-- begin INFORMATION PROVIDED --

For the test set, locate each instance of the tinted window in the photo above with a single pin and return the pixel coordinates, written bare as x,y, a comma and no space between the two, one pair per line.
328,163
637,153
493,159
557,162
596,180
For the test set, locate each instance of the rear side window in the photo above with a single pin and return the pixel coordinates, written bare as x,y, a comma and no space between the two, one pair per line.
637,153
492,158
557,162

-- end INFORMATION PROVIDED --
-- begin INFORMATION PROVIDED --

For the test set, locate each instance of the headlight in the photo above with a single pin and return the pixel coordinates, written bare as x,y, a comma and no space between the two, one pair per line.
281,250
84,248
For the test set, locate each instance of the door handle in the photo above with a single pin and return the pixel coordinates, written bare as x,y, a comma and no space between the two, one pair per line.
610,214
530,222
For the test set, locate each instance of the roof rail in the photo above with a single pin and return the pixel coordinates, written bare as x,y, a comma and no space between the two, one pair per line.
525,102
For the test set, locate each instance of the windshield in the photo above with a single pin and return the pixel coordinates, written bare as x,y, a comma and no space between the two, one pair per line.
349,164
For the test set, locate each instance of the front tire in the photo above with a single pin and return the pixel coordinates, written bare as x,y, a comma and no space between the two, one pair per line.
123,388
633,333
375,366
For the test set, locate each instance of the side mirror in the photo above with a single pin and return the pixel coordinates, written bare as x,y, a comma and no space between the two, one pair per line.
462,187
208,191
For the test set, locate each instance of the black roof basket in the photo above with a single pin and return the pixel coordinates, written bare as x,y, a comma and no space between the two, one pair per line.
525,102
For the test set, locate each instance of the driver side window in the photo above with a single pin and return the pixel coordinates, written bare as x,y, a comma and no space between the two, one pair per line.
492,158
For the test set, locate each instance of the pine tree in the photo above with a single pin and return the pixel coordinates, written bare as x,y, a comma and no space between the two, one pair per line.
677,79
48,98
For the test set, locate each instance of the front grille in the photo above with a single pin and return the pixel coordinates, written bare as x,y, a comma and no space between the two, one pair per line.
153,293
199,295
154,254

-- end INFORMATION PROVIDED --

_WORK TO BE COMPLETED_
Locate each line of the entries above that contains the word "front" and copy those lines out in full. Uppercase and lowercase letters count as different.

_THE REPLY_
For the test set, locate each instance of the front tire in the photo above with a single pin and return the pixel coordinates, written bare as x,y, a comma and no space between the two, one pair per line.
For the test set, locate each instance of the front grille in the photo above with a single pin and return the pixel coordinates, written bare as x,y, a comma and no space between the two, one pair per line.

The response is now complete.